• _Kutipan sumber_:

Menkominfo Sambut OpenBTS Asalkan Punya Nilai Strategis

Hani Nur Fajrina, Aditya Panji | CNN Indonesia
Jumat, 06 Nov 2015 13:05 WIB
Menteri Komunikasi dan Informatika mengatakan pihaknya terbuka dengan usulan teknologi OpenBTS di Indonesia asalkan memiliki nilai strategis.
Menteri Komunikasi dan Informatika, Rudiantara. (CNN Indonesia/Aditya Panji)
Jakarta, CNN Indonesia -- Menteri Komunikasi dan Informatika mengatakan pihaknya terbuka dengan usulan teknologi OpenBTS di Indonesia asalkan memiliki nilai strategis, dan ia merasa perlu berdiskusi dengan pihak-pihak terkait mengenai penelitian dan pemanfaatannya.

Rudiantara mengaku belum pernah berbicara dengan para pegiat teknologi OpenBTS ini. Sehingga, ia belum bisa menakar biaya murah pembangunan OpenBTS yang selama ini disebut-sebut oleh para pegiat untuk infrastruktur telekomunikasi alternatif di daerah pedalaman.

"Ongkos yang murah itu seperti apa. Pertama saya harus tanya, apakah mereka mau punya numbering? Lalu pelanggannya itu pelanggan siapa?" kata Rudiantara usai ditemui dalam jumpa pers di Jakarta, Rabu (4/11).

ADVERTISEMENT

SCROLL TO CONTINUE WITH CONTENT

Rudiantara mempertanyakan soal siapa atau pihak mana yang nanti akan melayani dan bertanggungjawan atas para pelanggan OpenBTS ini. Layanan telekomunikasi juga membutuhkan nomor telepon pusat layanan sebagai tempat pengaduan pelanggan.

Jika perangkat OpenBTS berpotensi dimanfaatkan untuk daerah rural atau pedesaan, Rudiantara tak menutup kemungkinan untuk dikembangkan asalkan memiliki nilai ekonomis dan bermanfaat.

"Yang penting bagi saya nilai strategisnya, kita cepat masuk akses teknologi, kalau kita kuasai, kita pegang teknologinya," tutur Rudiantara.

Permintaan agar pemerintah mendukung teknologi OpenBTS telah disampaikan oleh komunitas teknologi seperti ICT Watch, Air Putih, Onno Center, dan Forum Demokrasi Digital, setelah tiga operator seluler mendukung uji teknis perangkat balon udara Google untuk menyebar akses Internet ke daerah pelosok memanfaatkan spektrum 900 MHz milik Telkomsel, XL Axiata, dan Indosat.

OpenBTS merupakan base transceiver station (BTS) GSM berbasis peranti lunak yang dihubungkan dengan peranti keras komputer dengan antena penerima dan pemancar. Dengan perangkat macam ini, pengguna ponsel dan kartu SIM GSM yang terhubung dengan OpenBTS bisa saling melakukan panggilan telepon dan berkirim SMS sehingga tak memerlukan jaringan operator seluler komersial.

(Daftar pelabelan lokasi)
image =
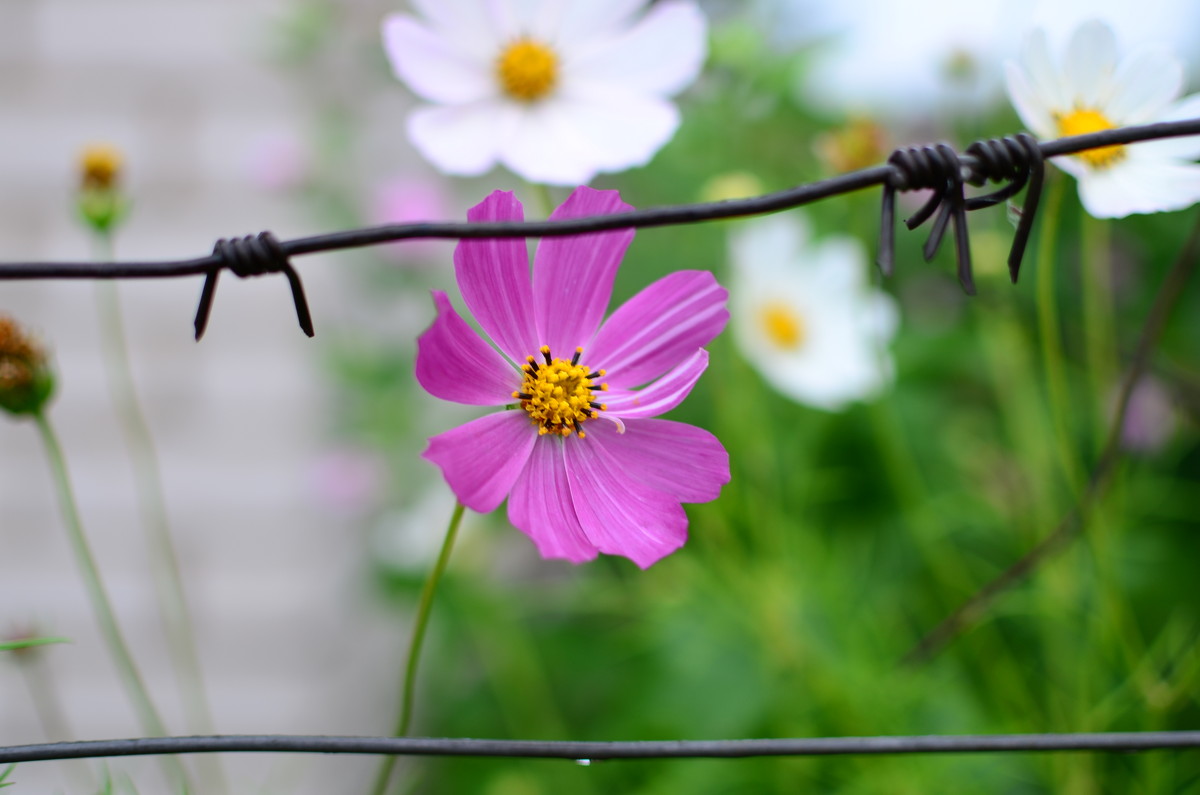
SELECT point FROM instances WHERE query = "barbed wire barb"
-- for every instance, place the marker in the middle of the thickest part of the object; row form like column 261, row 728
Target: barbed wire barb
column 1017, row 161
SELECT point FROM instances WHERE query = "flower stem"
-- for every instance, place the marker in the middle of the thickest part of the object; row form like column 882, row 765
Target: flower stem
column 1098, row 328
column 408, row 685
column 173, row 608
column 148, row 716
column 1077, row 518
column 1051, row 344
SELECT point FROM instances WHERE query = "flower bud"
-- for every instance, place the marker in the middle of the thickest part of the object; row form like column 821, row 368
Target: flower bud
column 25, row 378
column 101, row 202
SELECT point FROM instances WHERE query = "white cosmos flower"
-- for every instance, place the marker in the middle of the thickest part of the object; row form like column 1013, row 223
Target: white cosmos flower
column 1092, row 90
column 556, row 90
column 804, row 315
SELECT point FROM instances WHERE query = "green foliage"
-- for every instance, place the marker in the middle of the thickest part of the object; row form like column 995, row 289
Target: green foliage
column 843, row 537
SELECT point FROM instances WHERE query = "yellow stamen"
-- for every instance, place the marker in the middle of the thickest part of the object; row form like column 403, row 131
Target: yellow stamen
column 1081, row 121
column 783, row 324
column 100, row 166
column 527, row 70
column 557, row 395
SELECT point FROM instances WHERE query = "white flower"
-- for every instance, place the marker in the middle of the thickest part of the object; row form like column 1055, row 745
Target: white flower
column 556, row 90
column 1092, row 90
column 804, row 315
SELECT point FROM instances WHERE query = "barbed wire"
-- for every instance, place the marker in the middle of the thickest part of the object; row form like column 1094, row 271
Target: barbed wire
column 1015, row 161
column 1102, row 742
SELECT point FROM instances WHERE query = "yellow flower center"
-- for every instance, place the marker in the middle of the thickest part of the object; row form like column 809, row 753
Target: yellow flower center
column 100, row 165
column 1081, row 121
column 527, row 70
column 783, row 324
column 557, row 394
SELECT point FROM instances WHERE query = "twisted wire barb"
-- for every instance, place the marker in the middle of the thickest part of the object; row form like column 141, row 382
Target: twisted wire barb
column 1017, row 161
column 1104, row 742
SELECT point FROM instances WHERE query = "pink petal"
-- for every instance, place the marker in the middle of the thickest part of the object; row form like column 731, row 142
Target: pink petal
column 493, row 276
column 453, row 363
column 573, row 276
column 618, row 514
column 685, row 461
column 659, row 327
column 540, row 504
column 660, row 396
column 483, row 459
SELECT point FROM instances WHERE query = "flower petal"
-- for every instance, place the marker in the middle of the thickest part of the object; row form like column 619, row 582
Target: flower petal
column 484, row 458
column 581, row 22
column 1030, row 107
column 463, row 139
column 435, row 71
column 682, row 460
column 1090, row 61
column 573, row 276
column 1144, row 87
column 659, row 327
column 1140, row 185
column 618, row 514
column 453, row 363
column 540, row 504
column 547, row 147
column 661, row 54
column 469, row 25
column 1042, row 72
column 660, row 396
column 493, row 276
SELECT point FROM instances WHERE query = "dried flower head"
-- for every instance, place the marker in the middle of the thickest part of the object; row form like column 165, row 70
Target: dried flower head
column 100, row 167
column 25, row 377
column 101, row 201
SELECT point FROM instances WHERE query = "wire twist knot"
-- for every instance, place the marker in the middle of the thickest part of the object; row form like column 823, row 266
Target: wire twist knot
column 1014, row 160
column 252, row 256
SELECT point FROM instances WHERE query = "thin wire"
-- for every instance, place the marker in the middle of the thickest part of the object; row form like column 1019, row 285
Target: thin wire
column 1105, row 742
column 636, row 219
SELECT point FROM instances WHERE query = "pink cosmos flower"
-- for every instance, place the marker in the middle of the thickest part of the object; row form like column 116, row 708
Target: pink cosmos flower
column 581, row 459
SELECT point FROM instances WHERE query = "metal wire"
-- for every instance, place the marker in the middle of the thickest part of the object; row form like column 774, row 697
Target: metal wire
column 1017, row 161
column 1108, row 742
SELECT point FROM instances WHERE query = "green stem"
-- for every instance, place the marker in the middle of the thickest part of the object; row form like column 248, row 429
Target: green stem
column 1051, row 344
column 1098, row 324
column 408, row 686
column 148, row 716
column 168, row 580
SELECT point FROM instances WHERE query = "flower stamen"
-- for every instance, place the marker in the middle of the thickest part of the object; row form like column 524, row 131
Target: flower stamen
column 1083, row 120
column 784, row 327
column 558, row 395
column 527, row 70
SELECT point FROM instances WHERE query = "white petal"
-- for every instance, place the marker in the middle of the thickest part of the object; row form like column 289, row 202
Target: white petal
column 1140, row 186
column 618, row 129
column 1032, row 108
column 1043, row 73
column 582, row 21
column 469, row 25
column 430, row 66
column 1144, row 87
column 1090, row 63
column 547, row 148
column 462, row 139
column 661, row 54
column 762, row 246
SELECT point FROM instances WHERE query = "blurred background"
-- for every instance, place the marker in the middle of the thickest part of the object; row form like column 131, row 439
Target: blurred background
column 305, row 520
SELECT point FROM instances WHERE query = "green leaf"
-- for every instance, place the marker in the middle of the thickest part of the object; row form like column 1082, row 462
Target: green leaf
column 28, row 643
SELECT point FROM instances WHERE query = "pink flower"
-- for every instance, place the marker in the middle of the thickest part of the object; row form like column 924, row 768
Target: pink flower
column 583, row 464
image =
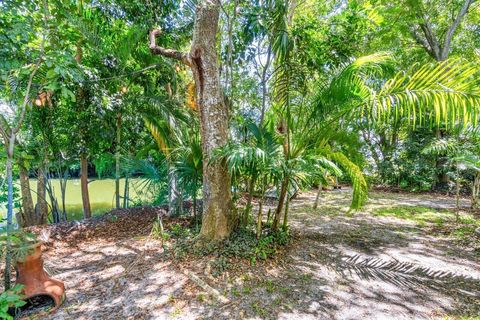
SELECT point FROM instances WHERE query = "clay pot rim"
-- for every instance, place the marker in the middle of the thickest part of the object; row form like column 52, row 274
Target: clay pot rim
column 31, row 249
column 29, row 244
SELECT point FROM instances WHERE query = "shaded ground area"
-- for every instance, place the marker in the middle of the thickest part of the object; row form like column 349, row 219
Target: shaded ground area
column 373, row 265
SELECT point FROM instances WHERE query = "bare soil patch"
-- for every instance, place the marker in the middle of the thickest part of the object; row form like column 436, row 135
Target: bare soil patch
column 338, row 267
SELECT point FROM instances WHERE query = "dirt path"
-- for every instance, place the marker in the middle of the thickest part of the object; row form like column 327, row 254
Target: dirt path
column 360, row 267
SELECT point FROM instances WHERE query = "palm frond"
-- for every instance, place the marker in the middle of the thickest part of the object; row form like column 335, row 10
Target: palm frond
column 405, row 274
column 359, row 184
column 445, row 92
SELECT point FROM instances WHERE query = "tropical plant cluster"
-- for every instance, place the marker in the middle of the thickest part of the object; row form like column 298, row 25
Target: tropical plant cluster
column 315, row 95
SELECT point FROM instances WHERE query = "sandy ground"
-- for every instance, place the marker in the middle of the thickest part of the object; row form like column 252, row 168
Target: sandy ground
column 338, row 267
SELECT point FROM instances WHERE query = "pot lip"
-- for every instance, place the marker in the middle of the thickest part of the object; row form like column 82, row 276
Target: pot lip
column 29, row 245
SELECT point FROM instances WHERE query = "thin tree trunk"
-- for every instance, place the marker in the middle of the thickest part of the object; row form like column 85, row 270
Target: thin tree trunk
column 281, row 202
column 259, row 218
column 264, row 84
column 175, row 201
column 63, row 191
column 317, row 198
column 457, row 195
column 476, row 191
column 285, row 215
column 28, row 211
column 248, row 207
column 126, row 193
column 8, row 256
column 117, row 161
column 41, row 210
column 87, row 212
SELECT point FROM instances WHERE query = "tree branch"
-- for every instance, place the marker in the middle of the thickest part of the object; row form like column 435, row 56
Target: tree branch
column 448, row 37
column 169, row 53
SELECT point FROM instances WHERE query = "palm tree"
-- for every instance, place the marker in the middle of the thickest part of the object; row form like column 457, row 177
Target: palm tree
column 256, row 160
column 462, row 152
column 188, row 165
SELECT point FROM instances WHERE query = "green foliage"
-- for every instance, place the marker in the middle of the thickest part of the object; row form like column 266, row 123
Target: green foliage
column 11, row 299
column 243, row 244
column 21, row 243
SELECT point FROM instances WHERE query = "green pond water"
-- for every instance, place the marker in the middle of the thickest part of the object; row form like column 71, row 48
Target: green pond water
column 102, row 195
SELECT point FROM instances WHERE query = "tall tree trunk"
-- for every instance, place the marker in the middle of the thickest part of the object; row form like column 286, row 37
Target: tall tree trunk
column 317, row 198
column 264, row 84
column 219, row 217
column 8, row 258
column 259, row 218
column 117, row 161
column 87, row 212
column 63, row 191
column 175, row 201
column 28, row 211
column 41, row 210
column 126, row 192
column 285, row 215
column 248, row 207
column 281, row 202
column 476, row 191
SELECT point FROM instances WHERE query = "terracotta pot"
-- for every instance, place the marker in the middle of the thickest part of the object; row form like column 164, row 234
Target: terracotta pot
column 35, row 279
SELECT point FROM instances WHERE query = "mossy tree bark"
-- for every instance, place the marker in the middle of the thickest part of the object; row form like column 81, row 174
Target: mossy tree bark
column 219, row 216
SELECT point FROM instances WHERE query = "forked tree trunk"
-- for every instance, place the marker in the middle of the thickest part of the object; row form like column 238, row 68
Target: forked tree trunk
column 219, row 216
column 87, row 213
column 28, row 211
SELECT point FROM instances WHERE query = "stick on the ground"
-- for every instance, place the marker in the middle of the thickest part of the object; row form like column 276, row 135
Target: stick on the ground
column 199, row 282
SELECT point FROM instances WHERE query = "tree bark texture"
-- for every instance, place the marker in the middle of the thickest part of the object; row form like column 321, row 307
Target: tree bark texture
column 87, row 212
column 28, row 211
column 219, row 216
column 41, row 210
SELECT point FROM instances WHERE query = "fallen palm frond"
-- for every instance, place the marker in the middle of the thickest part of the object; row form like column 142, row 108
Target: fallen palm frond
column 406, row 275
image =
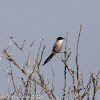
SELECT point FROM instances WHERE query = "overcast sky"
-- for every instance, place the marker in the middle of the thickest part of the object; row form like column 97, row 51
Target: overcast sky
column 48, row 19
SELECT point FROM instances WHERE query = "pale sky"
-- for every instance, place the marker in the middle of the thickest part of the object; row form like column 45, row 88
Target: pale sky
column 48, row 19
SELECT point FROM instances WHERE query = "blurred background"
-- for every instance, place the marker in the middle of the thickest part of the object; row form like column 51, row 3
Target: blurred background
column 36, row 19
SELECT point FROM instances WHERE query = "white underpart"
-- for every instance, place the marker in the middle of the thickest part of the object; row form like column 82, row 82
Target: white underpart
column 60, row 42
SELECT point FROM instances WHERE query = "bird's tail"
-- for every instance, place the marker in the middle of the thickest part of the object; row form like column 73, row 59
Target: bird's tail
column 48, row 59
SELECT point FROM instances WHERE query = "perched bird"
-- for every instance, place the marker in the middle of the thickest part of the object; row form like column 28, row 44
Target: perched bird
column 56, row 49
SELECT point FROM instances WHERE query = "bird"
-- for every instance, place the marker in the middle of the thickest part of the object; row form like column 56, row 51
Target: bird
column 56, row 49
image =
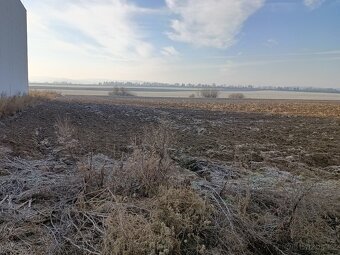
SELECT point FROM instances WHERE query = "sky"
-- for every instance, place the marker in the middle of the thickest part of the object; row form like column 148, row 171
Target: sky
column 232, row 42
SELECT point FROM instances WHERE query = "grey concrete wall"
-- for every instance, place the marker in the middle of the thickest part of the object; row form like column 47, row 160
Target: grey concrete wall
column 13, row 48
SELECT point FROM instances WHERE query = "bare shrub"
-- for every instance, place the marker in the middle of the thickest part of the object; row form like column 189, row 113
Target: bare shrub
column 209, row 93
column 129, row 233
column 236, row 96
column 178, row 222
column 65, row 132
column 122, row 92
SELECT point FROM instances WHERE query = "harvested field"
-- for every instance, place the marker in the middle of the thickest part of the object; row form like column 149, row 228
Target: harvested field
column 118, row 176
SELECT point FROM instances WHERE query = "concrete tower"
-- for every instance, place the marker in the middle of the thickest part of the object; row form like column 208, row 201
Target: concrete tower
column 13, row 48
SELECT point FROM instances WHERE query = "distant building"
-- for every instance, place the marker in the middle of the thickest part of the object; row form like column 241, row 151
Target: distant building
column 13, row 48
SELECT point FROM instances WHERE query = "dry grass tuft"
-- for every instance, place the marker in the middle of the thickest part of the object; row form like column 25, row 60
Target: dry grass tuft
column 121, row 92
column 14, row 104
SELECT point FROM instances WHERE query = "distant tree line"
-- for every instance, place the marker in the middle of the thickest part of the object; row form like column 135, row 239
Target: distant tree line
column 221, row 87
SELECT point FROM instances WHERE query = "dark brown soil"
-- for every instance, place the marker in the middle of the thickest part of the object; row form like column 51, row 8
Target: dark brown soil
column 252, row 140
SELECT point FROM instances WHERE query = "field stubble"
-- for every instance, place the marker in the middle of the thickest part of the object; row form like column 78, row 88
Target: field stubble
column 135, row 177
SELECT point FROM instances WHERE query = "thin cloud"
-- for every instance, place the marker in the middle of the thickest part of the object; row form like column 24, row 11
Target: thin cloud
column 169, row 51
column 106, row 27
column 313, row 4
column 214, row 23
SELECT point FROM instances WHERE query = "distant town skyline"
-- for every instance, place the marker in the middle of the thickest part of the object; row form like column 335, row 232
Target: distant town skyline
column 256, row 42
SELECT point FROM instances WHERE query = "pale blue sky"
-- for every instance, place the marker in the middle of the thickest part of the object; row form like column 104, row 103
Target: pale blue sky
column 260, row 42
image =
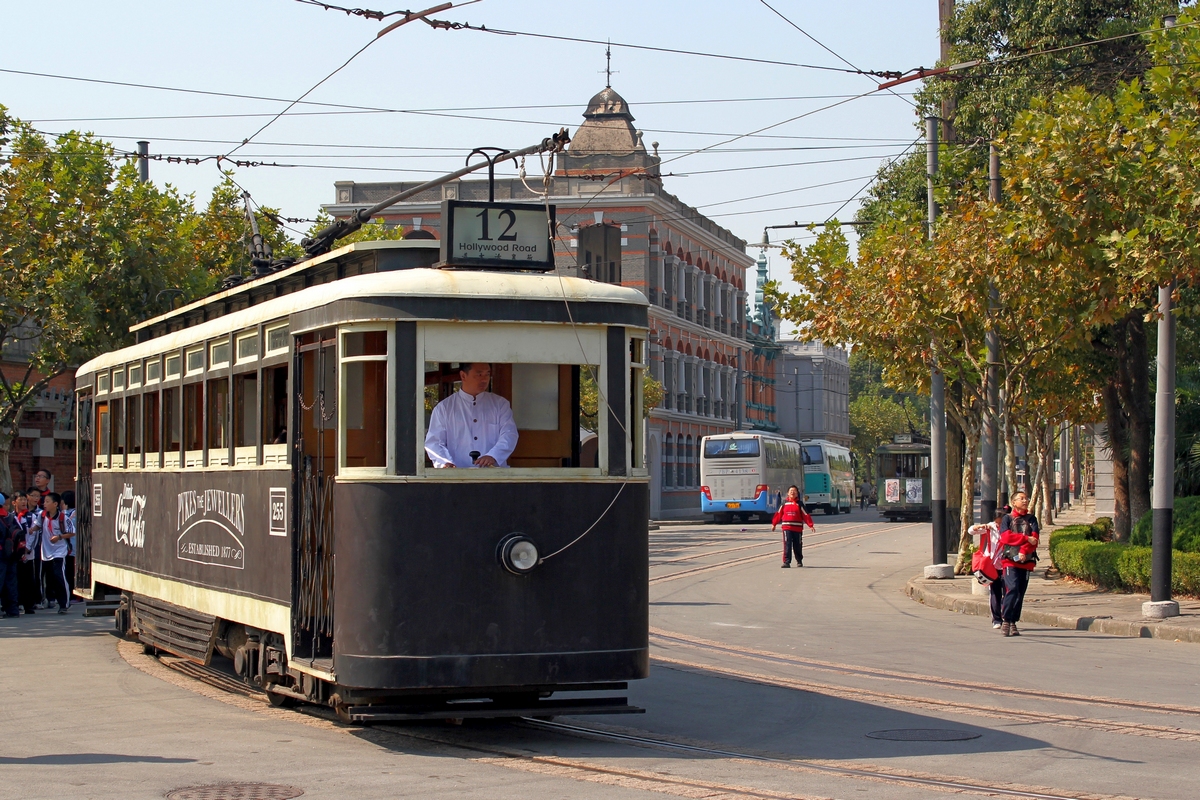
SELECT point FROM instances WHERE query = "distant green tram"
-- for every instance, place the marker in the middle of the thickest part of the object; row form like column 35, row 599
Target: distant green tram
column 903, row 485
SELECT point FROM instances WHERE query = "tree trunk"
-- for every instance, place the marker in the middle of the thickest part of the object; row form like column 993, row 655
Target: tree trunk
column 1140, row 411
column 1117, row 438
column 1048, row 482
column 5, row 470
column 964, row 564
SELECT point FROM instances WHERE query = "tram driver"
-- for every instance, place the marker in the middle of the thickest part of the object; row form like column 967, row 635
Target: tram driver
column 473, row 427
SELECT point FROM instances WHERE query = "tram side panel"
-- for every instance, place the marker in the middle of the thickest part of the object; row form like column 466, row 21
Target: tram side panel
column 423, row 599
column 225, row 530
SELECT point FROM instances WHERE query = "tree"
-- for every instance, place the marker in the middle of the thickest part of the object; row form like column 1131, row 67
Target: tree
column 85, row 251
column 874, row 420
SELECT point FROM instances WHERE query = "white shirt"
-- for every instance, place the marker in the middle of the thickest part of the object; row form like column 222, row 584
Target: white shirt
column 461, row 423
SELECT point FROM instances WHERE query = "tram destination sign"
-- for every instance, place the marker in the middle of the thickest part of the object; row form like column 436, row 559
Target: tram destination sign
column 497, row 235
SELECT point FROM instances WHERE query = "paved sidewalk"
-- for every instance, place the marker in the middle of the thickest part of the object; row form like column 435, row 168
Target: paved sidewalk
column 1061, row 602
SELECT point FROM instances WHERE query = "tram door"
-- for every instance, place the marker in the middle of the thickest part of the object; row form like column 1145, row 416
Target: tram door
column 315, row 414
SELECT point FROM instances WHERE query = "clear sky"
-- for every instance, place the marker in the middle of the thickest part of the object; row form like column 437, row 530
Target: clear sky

• _Tugas yang diberikan 1_: Menurut berita tentang sikap Menkominfo terhadap OpenBTS, komunitas teknologi mana saja yang meminta pemerintah mendukung teknologi OpenBTS?
• _Tugas yang diberikan 2_: Lanjutkan berita tentang sikap Menkominfo terhadap OpenBTS, dimulai setelah kalimat terakhir yang tercantum.

• _Jawaban tertulis 1_: ICT Watch, Air Putih, Onno Center, dan Forum Demokrasi Digital.

• _Jawaban tertulis 2_:
Para pegiat meminta pemerintah agar juga mendukung penelitian dan pengembangan OpenBTS memanfaatkan spektrum 900 MHZ. Hal ini didasari atas netralitas teknologi.

Direktur Eksekutif ICT Watch, Donny Budi Utoyo menjelaskan, pada intinya netralitas teknologi adalah mengharuskan suatu regulasi dapat diterapkan pula pada teknologi alternatif yang ada, tidak boleh hanya berlaku bagi jenis teknologi yang telah/sedang digunakan saja atau yang dianggap primadona/unggulan saja.

"Untuk itu, pemerintah haruslah melakukan upaya yang sama agar teknologi alternatif, semisal OpenBTS, diperkenankan pula menggunakan frekuensi 900 MHz untuk penelitian dan pengembangannya," tutur Donny dalam siaran pers yang diterima CNN Indonesia.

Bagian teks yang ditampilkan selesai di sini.